■ Task objective: Locate every line in the data below that contains the string "shoe" and copy each one out. Case counts.
_ _ _ _ _ _ _
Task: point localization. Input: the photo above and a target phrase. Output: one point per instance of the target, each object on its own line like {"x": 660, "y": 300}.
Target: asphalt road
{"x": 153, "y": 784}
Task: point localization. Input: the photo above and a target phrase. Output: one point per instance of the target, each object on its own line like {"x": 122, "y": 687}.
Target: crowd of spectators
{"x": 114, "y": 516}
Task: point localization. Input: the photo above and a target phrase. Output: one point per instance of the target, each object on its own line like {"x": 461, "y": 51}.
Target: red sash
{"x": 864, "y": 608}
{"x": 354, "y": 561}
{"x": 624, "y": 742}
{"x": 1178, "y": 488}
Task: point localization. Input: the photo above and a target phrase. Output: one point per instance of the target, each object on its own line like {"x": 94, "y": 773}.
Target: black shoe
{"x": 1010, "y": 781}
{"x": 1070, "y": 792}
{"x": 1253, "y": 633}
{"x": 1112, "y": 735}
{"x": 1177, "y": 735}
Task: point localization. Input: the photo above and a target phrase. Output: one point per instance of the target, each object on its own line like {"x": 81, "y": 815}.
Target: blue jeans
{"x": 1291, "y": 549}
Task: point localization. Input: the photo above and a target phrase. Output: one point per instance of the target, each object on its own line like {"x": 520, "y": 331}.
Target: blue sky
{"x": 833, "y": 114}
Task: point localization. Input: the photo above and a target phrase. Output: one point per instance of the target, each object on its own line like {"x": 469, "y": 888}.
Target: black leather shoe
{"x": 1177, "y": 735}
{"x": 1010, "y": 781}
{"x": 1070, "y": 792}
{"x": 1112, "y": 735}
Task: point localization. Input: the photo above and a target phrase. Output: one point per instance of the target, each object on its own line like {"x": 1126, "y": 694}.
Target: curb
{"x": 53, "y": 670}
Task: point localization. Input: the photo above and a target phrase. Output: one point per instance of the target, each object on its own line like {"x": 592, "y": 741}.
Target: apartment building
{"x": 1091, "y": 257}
_ _ _ _ _ _ _
■ Answer for this exercise:
Target: black shoe
Target: black leather shoe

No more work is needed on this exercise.